## TASK REQUIREMENTS
Every record here needs to be duplicated exactly.

## MATERIAL SHOWN
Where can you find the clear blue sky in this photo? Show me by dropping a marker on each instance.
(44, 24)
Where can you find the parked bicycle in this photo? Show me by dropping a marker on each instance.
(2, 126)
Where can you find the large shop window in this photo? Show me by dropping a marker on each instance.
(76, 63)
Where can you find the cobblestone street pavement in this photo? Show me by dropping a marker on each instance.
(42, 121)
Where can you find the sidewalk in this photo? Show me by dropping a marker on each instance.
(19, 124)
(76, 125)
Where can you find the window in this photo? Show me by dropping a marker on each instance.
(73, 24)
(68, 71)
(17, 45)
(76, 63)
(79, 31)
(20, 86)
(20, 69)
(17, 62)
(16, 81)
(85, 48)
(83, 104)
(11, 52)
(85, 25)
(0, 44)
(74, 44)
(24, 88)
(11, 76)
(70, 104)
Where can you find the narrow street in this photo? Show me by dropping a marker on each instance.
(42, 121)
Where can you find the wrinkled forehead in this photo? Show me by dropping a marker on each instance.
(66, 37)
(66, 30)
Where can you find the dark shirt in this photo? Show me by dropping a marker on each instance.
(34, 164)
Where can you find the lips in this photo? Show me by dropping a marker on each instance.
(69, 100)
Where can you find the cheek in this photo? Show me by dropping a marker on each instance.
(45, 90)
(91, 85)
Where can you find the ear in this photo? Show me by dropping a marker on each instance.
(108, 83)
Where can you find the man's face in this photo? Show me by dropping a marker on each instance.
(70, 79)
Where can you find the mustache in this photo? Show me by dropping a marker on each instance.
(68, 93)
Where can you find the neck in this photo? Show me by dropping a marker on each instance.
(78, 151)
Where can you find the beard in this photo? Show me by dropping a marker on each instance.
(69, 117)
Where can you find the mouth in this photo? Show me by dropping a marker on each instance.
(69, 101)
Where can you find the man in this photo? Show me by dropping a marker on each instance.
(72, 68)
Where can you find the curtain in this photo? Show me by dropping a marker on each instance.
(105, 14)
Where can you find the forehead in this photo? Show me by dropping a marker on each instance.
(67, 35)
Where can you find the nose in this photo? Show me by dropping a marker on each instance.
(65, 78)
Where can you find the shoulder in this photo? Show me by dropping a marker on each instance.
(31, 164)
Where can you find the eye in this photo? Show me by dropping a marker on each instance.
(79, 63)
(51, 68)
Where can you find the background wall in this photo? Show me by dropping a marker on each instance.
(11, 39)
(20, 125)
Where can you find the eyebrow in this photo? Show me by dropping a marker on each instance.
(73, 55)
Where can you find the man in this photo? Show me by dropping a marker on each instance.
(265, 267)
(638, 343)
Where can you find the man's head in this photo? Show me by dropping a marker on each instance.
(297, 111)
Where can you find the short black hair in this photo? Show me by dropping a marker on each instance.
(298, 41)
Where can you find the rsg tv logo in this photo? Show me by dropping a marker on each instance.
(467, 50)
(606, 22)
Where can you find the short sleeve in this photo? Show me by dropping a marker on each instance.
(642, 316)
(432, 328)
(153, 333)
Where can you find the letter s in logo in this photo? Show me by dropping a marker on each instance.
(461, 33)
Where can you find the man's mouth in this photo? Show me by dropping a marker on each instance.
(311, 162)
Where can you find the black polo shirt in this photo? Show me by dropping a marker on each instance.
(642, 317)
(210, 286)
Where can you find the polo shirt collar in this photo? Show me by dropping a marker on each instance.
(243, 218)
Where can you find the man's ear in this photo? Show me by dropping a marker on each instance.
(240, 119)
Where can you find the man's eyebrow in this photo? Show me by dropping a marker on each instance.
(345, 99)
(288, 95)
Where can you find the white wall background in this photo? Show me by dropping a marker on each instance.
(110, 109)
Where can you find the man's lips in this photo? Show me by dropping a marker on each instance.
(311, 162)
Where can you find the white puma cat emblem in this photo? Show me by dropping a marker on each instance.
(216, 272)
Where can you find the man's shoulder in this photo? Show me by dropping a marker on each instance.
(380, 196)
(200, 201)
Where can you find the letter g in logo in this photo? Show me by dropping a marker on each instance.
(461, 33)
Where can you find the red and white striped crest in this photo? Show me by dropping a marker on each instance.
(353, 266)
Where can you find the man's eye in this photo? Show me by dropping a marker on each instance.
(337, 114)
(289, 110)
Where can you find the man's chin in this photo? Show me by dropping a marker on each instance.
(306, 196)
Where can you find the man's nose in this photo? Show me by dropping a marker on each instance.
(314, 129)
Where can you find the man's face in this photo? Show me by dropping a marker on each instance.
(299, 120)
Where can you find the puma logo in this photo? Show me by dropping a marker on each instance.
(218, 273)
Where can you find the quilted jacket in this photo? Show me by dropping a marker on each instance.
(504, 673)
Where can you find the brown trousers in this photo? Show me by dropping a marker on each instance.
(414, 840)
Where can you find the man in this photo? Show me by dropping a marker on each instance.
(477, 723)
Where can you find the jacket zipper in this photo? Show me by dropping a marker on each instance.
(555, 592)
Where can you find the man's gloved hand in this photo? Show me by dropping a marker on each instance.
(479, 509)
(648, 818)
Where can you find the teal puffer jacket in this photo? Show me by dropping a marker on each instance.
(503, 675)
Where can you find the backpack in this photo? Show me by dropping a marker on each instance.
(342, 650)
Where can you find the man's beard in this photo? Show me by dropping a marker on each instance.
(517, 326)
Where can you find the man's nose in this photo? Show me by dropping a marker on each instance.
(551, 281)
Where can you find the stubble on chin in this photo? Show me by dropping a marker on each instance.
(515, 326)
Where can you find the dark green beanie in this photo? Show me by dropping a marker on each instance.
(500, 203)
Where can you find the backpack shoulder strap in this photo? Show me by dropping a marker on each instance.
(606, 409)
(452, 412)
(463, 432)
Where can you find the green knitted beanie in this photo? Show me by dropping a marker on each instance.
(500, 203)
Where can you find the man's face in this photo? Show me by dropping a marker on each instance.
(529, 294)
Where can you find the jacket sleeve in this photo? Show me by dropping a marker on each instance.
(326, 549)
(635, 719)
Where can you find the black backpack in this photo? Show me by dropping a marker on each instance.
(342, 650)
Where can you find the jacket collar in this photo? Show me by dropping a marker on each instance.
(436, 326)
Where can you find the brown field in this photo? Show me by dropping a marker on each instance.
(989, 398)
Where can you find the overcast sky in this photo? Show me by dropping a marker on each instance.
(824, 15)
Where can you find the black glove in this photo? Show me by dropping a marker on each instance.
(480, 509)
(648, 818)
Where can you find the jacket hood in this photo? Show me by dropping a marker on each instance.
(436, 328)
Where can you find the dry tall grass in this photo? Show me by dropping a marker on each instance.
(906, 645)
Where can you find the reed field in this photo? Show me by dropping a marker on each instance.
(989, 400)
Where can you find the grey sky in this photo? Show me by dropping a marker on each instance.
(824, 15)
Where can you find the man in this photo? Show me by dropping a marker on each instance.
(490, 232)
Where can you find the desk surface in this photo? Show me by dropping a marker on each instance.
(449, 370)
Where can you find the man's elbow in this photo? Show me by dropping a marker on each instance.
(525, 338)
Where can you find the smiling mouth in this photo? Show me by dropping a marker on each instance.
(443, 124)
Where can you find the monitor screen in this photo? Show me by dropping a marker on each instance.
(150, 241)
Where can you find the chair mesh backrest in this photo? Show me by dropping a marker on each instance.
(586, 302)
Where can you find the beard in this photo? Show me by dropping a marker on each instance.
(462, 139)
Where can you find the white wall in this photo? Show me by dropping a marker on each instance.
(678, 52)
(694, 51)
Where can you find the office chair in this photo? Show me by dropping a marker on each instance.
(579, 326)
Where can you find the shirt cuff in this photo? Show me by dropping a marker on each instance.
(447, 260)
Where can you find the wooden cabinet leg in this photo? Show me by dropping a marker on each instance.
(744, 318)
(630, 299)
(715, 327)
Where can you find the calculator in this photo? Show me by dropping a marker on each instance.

## RESPONSE AREA
Where can you find the clear blue sky in this photo? Show me by dropping a marker on each instance.
(44, 24)
Where can you find the parked bicycle in this photo? Show me by dropping a marker on each instance.
(2, 126)
Where can you find the large shop window in this photo? Show me by dropping a marker on each instance.
(76, 63)
Where can you find the cobblestone street pavement in this photo? Show me by dropping a marker on each instance.
(42, 121)
Where can you find the sidewalk in this photo? Show me by dropping a marker on each instance.
(19, 124)
(76, 125)
Where can you find the window in this photo? Show me by dropping a marker on each instance.
(73, 24)
(68, 71)
(17, 45)
(76, 63)
(79, 31)
(20, 86)
(20, 69)
(17, 62)
(16, 81)
(85, 48)
(83, 104)
(11, 52)
(85, 25)
(0, 44)
(74, 44)
(24, 88)
(11, 76)
(70, 104)
Where can you find the narrow street in this photo? Show me by dropping a marker on each instance.
(42, 121)
Where can you find the wrinkled forehead in this photo? Show me by dropping a marker on each instance.
(66, 37)
(66, 30)
Where can you find the dark shirt in this photo? Show me by dropping a marker on each instance.
(34, 164)
Where can you find the lips in this photo? Show me by dropping a marker on each instance.
(69, 100)
Where can you find the cheek in this photo? Show me by dropping a marker on each instance.
(45, 90)
(91, 85)
Where can you find the ear in this photo? Show me by dropping a marker on each instance.
(108, 83)
Where can you find the man's face in this photo? Show me by dropping a marker on each instance.
(70, 79)
Where can you find the mustache in this photo? Show me by dropping a marker on each instance.
(68, 93)
Where can you find the neck in this photo? Show me by dropping a marker on each instance.
(78, 151)
Where can you find the beard in this photo? Show me by dropping a marker on each instance.
(69, 117)
Where can you find the mouth in this photo? Show me by dropping a marker on each instance.
(69, 101)
Where can you find the man in this photo? Show me by dropping a marker on each instance.
(72, 68)
Where can you find the curtain in this photo? Show me by dropping a marker on each instance.
(105, 14)
Where can you find the forehead in this photo? Show me by dropping a marker on each instance.
(67, 35)
Where can you find the nose in this photo? Show me by dropping a marker on each instance.
(65, 78)
Where can you find the shoulder in this photo? Show me by dropping a marker on each instance.
(31, 164)
Where can you find the eye in this photo? Show me by dropping a marker on each instance.
(79, 63)
(51, 68)
Where can you find the background wall in this photo? Show me by dropping a marker on each instance.
(11, 39)
(20, 125)
Where can you find the eyebrow in this photo? Show me by dropping a marker on each instance.
(73, 55)
Where can you find the man in this photo? Show me by dropping a marker on each instance.
(265, 267)
(638, 343)
Where can you find the man's head in this photo? Show me by dropping a marker on each instance.
(297, 111)
Where can you find the short black hair in this photo? Show me by dropping a marker on each instance.
(298, 41)
Where can you find the rsg tv logo in this photo? Show me by dropping a marker on each instance.
(467, 50)
(606, 22)
Where can you find the short sleeve in this photo? Show me by dropping a marker on each instance.
(642, 316)
(432, 328)
(153, 333)
Where can you find the letter s in logo in this photo? Show me by dropping a marker on each instance.
(461, 33)
Where can you find the man's mouth in this photo? Show me by dropping a marker on each instance.
(311, 162)
Where can you find the black polo shirt in this photo? Show me by dropping a marker on each instance.
(642, 317)
(210, 286)
Where can you find the polo shirt collar in this photo? Show me by dropping a marker on each instance.
(243, 218)
Where can you find the man's ear in this photo? Show me by dropping a marker on each instance.
(240, 119)
Where can you find the man's eyebrow in this photo? Show me by dropping a marker on each instance.
(345, 99)
(288, 95)
Where can you find the white wall background in this photo? Show me by dropping a marker on each instance.
(110, 109)
Where can you find the man's lips in this photo? Show me by dropping a marker on each instance.
(311, 162)
Where can you find the white puma cat emblem in this photo? Show me by dropping a marker on each instance.
(216, 272)
Where can you find the man's shoulder in this photo? Show me by dropping a marker on each instance.
(380, 196)
(200, 201)
Where can you find the letter g in logo in this photo? Show me by dropping a marker on each instance.
(461, 33)
Where can you find the red and white striped crest in this photo? Show me by dropping a marker on each instance.
(353, 266)
Where can you find the man's eye in this photo? Show me by dropping a marker on each instance.
(337, 114)
(289, 110)
Where can you find the man's chin in this photo? Show me by dropping a marker on each instance.
(306, 196)
Where can you find the man's nose in this photo? Show me by dropping a marker on each instance.
(314, 129)
Where can you find the man's face in this photo? Show me by dropping a marker on each instance.
(299, 120)
Where can you find the puma logo in this photo? Show me by dropping a marker on each instance.
(218, 273)
Where can you find the quilted jacket in this photo? Show me by dropping a marker on each instance.
(504, 673)
Where can you find the brown trousers in this photo? Show me by dropping a marker on each instance.
(414, 840)
Where can you find the man in this photo? Show me by dropping a marker on each instance.
(477, 723)
Where can you find the jacket zipper in this photo? Show me by dropping a marker on each instance.
(555, 592)
Where can you find the man's gloved hand in this photo? Show me by dropping a marker on each instance.
(479, 509)
(648, 818)
Where can you find the teal puffer jacket in this photo? Show me by dropping a marker on each instance.
(503, 675)
Where can you find the backpack in this photo? Show me by dropping a marker on each instance.
(342, 650)
Where can you find the man's beard in this photo? Show me by dropping a marker on each instance.
(517, 326)
Where can you find the man's nose in this photo? Show me by dropping a marker on each instance.
(551, 281)
Where can you find the stubble on chin in this photo? Show me by dropping a marker on each instance.
(515, 326)
Where can you find the dark green beanie in this photo? Show me by dropping a marker on each instance.
(500, 203)
Where can you find the backpack shoulder strap in this photo? Show me by dropping a marker on each instance.
(606, 409)
(452, 412)
(463, 432)
Where can you find the green knitted beanie in this photo? Show me by dropping a marker on each instance.
(500, 203)
Where can you find the man's face in this photo? Show me by dropping a marker on each instance.
(529, 294)
Where can you find the jacket sleeve in this photo? Show me by dropping a marker on each instance.
(326, 549)
(635, 719)
Where can you find the black backpack in this photo? Show me by dropping a marker on each instance.
(342, 650)
Where can you find the jacket collar in this photo? Show me by dropping a marker on each instance.
(436, 326)
Where can you find the brown field in this photo? Show me by dropping a marker on each instance.
(989, 398)
Where can you find the overcast sky in this photo? Show me by dropping a marker on each instance.
(824, 15)
Where can you find the black glove in this photo? Show me by dropping a marker on each instance.
(480, 509)
(648, 818)
Where can you find the jacket hood in this photo? Show me by dropping a marker on each instance.
(436, 328)
Where can you find the dry tall grass in this photo? Show me by dropping a marker on each instance.
(906, 645)
Where can you find the reed field in this photo? Show me by dropping a marker on each instance.
(989, 400)
Where can you find the grey sky in this photo? Show me by dropping a marker on each instance.
(824, 15)
Where can you find the man in this photo? Show me by dropping a marker on each instance.
(490, 232)
Where can you find the desk surface in this photo? Show me by dropping a marker on each instance.
(449, 370)
Where can you find the man's elbow in this photo? Show me by dropping a marker on each instance.
(525, 338)
Where can you find the smiling mouth in this photo? Show me by dropping a marker on each instance.
(443, 124)
Where can you find the monitor screen in this photo? Show me by dropping a marker on each instance.
(150, 241)
Where can you find the chair mesh backrest in this photo? Show me by dropping a marker on each instance.
(586, 302)
Where can you find the beard in this photo? Show me by dropping a marker on each instance.
(462, 139)
Where can you find the white wall in this photo? Show me by dropping a marker on each instance.
(678, 52)
(694, 51)
Where can you find the office chair in this photo? Show me by dropping a marker on each instance.
(579, 326)
Where can you find the shirt cuff in this photo? Show me by dropping a marker on each instance.
(447, 260)
Where can you find the wooden cabinet leg in this photo? Show me by dropping a marker on each instance.
(744, 318)
(630, 299)
(715, 327)
Where can you find the calculator in this photo? Show me by dropping a marker on each instance.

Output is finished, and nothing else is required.